Segment Start: MATERIAL FOR THIS EXERCISE

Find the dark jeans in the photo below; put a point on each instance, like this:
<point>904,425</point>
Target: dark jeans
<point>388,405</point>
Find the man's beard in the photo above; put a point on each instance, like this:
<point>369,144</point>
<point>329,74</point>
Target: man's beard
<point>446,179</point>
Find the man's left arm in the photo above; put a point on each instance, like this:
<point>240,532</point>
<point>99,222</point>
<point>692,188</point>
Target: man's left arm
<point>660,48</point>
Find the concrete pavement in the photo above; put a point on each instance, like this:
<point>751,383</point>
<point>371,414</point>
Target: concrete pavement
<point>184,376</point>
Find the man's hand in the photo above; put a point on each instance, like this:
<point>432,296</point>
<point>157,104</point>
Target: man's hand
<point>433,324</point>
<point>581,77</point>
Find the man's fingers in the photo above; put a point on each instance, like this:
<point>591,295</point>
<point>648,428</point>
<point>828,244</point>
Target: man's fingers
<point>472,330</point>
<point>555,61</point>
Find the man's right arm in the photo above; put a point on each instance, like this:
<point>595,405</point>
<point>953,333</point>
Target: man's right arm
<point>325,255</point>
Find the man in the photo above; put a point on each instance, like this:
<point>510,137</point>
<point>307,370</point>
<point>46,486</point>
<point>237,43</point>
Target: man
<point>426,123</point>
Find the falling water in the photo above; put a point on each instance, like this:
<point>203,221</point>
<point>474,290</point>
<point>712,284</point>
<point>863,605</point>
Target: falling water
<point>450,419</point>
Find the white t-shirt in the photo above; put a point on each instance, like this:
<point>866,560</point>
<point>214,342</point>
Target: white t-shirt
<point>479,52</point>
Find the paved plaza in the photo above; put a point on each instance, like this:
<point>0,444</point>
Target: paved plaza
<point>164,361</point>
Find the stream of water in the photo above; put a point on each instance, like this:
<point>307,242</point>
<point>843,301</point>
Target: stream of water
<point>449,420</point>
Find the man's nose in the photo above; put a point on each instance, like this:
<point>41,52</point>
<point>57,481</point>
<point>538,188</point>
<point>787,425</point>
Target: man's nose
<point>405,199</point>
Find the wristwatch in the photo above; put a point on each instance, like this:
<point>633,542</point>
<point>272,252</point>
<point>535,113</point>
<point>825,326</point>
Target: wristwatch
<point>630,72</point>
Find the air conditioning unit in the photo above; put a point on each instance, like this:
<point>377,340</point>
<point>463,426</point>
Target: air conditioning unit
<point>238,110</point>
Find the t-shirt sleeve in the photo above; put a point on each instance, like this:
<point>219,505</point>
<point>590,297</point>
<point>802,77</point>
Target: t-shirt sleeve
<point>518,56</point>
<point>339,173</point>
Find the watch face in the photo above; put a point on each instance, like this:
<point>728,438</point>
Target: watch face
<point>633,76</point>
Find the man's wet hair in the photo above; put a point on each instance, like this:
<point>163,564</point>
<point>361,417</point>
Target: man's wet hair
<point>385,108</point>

Segment End: MATERIAL FOR THIS EXERCISE

__TASK REQUIREMENTS__: Could you write out all the entries word for word?

__RESPONSE BELOW__:
Find the dark jeans in the photo below; put a point on each instance, like this:
<point>904,425</point>
Target: dark jeans
<point>388,405</point>
Find the man's beard in the photo above; put a point on each instance, like this:
<point>369,144</point>
<point>329,74</point>
Target: man's beard
<point>446,179</point>
Find the man's left arm in the photo above; put a point on each instance, like this:
<point>240,532</point>
<point>99,222</point>
<point>692,188</point>
Target: man's left arm
<point>660,48</point>
Find the concrete pavement in the photo above; put a point on each instance, like this:
<point>751,383</point>
<point>371,414</point>
Target: concrete pavement
<point>184,376</point>
Find the man's hand in the photo above; put a point on each instance, like this:
<point>432,296</point>
<point>157,104</point>
Target: man's hand
<point>433,324</point>
<point>581,77</point>
Find the man's fingers in the photo above; put a point on each instance, like this:
<point>591,295</point>
<point>648,428</point>
<point>828,244</point>
Target: man's fingers
<point>472,330</point>
<point>555,61</point>
Find the man's right arm in the photo above; put a point on each instance, like this:
<point>595,405</point>
<point>953,333</point>
Target: man's right arm
<point>325,255</point>
Find the man in the photo above; put a point on each instance, like this:
<point>510,137</point>
<point>307,370</point>
<point>46,486</point>
<point>237,43</point>
Target: man
<point>426,123</point>
Find the falling water in the photo above; put a point on each instance, like this:
<point>203,221</point>
<point>474,290</point>
<point>712,284</point>
<point>863,605</point>
Target: falling water
<point>450,419</point>
Find the white t-shirt in the photo above; put a point on each instance, like this:
<point>866,560</point>
<point>214,342</point>
Target: white t-shirt
<point>479,52</point>
Find the paved plaza in the photo above; put a point on each instance, like this:
<point>0,444</point>
Target: paved plaza
<point>164,361</point>
Find the stream of water in the photo above; put a point on each instance, like this:
<point>307,242</point>
<point>843,301</point>
Target: stream of water
<point>449,420</point>
Find the man's nose in the photo above; put a point on each instance, like this:
<point>41,52</point>
<point>57,481</point>
<point>538,188</point>
<point>787,425</point>
Target: man's nose
<point>405,199</point>
Find the wristwatch in the photo above; put a point on each instance, like this:
<point>633,542</point>
<point>272,252</point>
<point>535,113</point>
<point>825,326</point>
Target: wristwatch
<point>630,72</point>
Find the air conditioning unit in the photo above; put a point on each instance, like this:
<point>377,340</point>
<point>463,426</point>
Target: air conditioning unit
<point>238,110</point>
Find the t-shirt sleeve in the photo above; put a point on each instance, like this:
<point>219,505</point>
<point>590,297</point>
<point>802,77</point>
Target: t-shirt sleeve
<point>518,56</point>
<point>339,173</point>
Find the watch face in the photo above; put a point on each instance, like this:
<point>728,438</point>
Target: watch face
<point>633,76</point>
Find the man's wet hair in the photo above; put a point on each instance, like this:
<point>163,564</point>
<point>361,417</point>
Target: man's wet hair
<point>385,108</point>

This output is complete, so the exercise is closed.